* Exercise description: Reproduce verbatim the final portion of the material below, from the line containing "the gray carpet" through its last line, and nothing else.

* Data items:
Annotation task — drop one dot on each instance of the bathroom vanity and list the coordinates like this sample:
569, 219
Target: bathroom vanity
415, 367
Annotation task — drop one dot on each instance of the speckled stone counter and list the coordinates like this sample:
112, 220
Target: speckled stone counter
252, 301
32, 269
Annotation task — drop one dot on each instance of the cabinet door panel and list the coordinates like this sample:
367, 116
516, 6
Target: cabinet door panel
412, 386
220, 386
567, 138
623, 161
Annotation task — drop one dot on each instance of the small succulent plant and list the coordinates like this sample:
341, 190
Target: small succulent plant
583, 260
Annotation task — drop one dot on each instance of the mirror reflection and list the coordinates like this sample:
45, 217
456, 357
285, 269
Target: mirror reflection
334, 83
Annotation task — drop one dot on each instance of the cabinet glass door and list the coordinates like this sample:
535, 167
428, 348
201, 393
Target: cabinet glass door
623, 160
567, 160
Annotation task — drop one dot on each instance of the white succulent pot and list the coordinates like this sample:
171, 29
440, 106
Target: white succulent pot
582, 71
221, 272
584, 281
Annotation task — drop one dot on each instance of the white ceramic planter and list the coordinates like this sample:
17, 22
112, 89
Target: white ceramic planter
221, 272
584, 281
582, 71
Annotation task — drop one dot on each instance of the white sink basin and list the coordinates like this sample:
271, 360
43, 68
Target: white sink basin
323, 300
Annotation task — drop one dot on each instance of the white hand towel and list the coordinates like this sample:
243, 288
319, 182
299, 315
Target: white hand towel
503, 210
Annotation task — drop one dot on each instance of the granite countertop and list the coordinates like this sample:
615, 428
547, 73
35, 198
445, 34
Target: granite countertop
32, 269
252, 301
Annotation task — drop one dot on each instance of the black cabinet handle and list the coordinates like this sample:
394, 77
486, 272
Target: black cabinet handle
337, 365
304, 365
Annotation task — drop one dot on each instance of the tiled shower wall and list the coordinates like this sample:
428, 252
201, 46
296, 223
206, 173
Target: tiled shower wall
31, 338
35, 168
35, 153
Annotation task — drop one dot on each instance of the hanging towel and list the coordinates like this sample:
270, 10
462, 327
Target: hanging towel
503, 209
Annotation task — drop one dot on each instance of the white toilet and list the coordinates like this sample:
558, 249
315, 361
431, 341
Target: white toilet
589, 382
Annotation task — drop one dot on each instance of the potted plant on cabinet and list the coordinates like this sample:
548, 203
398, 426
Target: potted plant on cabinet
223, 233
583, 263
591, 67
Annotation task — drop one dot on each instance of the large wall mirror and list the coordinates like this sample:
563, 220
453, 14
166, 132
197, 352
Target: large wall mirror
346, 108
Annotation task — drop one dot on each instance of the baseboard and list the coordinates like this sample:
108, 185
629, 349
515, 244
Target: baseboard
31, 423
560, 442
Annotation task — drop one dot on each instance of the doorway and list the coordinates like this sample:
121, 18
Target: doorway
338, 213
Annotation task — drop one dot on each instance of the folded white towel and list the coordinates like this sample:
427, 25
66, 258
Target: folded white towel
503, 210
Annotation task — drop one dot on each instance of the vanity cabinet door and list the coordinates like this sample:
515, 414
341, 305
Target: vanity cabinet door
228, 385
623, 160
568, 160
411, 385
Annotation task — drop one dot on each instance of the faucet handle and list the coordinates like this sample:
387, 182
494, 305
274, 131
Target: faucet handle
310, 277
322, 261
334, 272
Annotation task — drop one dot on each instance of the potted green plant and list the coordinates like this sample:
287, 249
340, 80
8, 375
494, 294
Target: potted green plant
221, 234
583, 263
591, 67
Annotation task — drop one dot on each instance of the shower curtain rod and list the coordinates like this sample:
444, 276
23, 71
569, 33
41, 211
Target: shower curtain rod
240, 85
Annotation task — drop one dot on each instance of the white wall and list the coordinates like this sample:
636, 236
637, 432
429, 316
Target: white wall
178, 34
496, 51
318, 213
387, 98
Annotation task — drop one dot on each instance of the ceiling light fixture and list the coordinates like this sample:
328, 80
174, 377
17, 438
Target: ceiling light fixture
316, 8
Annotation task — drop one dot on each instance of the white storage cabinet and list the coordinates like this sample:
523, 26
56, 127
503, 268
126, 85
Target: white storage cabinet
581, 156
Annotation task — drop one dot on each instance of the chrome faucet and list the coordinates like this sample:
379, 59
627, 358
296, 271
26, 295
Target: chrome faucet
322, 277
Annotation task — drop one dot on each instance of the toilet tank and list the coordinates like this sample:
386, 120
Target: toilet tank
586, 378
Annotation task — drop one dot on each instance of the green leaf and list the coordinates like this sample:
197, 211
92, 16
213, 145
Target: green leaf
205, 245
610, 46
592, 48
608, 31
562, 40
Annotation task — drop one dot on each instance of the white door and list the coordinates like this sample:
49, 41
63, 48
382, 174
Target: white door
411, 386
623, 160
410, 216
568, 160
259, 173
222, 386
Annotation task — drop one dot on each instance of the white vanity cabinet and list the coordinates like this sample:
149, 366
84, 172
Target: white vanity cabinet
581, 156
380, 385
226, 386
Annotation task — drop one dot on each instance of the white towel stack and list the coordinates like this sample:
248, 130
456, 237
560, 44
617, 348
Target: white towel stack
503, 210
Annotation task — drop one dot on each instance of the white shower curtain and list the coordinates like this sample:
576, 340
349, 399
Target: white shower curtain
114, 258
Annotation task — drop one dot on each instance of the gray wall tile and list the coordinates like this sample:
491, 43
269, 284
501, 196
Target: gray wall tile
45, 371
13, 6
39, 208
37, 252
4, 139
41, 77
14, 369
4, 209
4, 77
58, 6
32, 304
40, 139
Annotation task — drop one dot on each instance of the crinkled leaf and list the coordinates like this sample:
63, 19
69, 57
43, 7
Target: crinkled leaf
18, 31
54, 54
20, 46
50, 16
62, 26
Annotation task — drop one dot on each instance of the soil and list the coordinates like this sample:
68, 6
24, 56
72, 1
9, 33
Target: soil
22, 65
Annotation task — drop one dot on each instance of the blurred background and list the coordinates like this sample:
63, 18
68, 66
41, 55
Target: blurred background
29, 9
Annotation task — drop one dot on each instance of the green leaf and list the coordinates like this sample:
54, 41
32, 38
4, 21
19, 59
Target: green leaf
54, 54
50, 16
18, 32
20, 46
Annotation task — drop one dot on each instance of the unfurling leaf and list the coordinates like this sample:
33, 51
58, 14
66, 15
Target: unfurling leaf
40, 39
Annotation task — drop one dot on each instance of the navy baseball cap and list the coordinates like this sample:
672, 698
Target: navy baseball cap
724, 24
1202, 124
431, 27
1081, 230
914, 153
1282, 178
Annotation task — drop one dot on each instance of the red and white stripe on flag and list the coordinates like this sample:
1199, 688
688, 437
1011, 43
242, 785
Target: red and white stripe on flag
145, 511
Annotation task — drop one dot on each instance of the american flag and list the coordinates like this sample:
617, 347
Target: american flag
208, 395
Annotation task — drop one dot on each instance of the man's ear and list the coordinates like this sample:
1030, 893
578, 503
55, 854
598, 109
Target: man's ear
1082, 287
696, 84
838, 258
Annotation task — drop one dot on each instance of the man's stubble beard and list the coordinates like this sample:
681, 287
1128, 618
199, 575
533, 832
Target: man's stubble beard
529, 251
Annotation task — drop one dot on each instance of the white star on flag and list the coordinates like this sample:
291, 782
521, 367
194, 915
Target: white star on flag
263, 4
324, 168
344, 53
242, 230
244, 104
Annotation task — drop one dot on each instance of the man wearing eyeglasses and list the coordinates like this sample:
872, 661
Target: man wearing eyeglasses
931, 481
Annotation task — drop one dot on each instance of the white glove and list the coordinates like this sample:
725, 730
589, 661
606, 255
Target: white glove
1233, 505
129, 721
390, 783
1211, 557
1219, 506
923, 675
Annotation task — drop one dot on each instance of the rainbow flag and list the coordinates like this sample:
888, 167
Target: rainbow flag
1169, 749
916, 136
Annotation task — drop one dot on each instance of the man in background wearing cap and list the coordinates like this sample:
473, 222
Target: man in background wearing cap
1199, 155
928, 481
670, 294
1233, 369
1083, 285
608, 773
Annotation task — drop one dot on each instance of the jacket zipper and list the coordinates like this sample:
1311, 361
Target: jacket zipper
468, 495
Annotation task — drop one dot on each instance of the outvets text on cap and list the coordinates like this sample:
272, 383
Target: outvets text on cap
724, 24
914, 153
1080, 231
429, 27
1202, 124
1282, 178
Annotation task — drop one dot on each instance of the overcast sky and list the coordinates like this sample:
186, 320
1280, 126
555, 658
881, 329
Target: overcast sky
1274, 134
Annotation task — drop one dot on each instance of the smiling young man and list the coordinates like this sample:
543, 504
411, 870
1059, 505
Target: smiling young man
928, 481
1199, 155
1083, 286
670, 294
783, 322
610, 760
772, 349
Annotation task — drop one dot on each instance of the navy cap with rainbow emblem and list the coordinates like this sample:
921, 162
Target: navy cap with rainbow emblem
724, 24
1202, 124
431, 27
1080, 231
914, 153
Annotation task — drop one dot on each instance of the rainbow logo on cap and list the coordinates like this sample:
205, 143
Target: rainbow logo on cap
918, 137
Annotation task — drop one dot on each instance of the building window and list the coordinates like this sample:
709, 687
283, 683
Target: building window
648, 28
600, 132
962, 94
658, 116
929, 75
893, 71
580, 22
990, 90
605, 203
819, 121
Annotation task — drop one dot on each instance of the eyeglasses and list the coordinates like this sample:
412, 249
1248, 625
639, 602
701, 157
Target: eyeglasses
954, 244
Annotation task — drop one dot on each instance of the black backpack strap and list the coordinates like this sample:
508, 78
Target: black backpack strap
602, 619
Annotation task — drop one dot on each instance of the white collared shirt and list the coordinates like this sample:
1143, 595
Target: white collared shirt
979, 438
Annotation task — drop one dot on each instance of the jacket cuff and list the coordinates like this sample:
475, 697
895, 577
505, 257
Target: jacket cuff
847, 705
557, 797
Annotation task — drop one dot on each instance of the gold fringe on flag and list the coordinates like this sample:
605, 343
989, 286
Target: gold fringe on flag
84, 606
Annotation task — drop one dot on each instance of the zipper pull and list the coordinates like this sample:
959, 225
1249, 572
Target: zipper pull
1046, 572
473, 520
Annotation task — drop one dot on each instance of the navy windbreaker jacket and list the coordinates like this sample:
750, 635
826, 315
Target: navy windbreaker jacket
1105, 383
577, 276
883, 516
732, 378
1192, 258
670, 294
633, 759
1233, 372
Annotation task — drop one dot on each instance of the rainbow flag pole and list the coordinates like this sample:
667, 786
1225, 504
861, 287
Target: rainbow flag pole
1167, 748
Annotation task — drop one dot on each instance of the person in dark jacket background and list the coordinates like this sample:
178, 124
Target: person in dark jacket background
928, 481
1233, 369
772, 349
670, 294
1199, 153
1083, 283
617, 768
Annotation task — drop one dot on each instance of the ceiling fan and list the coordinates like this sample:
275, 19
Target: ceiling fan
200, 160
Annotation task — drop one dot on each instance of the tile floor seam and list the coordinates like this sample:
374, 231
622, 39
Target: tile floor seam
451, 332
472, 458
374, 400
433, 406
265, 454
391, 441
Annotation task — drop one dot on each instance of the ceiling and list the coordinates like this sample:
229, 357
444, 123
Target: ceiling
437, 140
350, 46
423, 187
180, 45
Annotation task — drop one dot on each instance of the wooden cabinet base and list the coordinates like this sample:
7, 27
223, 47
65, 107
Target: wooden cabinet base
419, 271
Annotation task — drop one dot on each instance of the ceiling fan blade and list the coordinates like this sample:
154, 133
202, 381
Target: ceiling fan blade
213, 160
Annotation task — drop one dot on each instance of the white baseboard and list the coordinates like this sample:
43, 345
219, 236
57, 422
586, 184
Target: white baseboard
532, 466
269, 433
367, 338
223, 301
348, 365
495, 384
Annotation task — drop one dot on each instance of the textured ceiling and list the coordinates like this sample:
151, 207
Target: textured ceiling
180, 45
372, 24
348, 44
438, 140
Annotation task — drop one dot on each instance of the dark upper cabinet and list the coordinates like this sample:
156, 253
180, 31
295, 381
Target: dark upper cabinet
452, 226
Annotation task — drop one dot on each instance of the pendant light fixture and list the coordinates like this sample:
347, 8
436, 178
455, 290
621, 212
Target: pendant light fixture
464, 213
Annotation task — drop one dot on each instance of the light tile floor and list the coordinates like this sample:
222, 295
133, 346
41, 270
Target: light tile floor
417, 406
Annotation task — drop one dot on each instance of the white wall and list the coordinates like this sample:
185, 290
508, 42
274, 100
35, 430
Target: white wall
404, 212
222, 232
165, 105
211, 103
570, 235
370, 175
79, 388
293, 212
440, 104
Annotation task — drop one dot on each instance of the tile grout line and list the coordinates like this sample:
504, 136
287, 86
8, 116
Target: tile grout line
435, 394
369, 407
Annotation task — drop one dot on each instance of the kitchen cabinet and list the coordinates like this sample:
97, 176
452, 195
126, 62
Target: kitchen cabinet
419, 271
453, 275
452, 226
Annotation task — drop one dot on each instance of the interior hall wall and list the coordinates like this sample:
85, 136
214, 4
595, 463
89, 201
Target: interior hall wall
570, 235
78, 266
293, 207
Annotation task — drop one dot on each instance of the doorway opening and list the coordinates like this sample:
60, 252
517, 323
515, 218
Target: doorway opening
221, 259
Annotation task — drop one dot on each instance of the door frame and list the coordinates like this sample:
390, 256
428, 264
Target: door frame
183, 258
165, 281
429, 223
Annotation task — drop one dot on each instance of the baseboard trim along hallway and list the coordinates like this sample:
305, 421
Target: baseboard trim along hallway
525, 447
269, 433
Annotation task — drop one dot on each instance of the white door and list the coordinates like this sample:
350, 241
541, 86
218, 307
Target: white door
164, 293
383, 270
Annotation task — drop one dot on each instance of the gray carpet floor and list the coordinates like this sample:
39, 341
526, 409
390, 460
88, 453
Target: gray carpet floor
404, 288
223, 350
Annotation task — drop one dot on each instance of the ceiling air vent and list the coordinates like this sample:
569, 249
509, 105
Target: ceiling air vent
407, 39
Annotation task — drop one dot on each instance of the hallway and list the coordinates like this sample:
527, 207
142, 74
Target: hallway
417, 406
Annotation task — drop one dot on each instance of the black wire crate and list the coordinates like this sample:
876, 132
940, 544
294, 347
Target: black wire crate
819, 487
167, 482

* Problem solution:
Annotation task — drop one dot on each instance of the gray carpet floor and list the coordinates like this sample:
39, 341
526, 409
390, 460
88, 453
Target: gray carpet floor
404, 288
223, 350
Annotation task — drop one dot on each instance of the ceiling air vent and list the coordinates like this sample:
569, 249
509, 105
Target: ceiling air vent
407, 39
Annotation task — drop one dot on each instance of the hallway and list the coordinates like this sample:
527, 207
142, 74
Target: hallway
417, 406
Annotation task — drop one dot on each instance of the black wire crate and list the coordinates like this sample:
876, 132
940, 544
294, 347
Target: black wire crate
819, 487
167, 482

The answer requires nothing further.